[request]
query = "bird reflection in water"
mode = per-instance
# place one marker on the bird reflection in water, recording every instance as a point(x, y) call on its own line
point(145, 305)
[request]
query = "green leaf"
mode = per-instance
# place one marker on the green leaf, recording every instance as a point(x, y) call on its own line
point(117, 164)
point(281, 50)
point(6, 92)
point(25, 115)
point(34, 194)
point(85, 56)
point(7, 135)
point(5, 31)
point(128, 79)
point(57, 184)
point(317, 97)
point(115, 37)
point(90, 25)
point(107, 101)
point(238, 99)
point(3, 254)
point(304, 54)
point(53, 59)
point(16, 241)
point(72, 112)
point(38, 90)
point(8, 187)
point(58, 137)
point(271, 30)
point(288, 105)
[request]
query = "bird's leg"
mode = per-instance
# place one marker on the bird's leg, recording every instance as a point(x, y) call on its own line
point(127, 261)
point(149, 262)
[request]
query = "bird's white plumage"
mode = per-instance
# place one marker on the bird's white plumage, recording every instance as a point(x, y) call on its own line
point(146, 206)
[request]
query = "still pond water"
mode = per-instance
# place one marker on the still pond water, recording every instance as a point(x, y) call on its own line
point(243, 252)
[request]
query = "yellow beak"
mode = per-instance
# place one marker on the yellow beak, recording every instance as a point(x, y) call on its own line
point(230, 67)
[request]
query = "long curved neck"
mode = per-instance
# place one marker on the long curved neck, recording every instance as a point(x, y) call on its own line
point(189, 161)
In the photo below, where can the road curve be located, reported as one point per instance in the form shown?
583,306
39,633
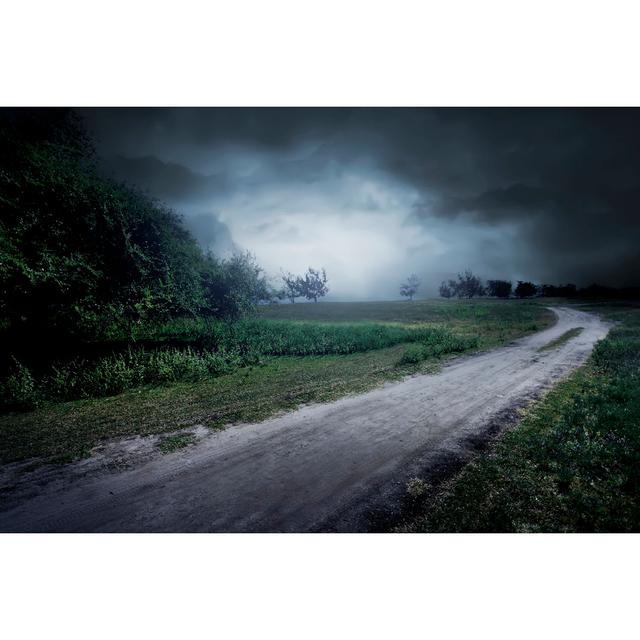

──────────

* [Instructions for the task]: What is needed is every line from the data above that includes the string "query", copied out.

* [Solution to this task]:
query = "bird reflection in water"
query = "green leaf"
query = "bird's leg"
query = "bird's white plumage"
query = "still pond water"
query = "yellow beak"
query = "long curved neck"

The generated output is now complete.